# OBJECTIF:
Modifiez ces lignes en remplaçant "molding" par "trim" dans tous les enregistrements, sans rien changer d'autre.

# Entrées de données:
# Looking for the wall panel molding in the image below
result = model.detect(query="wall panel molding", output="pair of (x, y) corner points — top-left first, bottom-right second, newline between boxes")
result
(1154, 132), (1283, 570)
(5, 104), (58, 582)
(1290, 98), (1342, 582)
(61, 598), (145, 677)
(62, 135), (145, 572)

# CORRIGÉ:
# Looking for the wall panel trim in the image below
result = model.detect(query="wall panel trim", output="pair of (x, y) corner points — top-left first, bottom-right second, newline between boxes")
result
(1154, 132), (1283, 570)
(5, 104), (58, 582)
(1290, 98), (1342, 582)
(61, 598), (145, 677)
(62, 135), (145, 572)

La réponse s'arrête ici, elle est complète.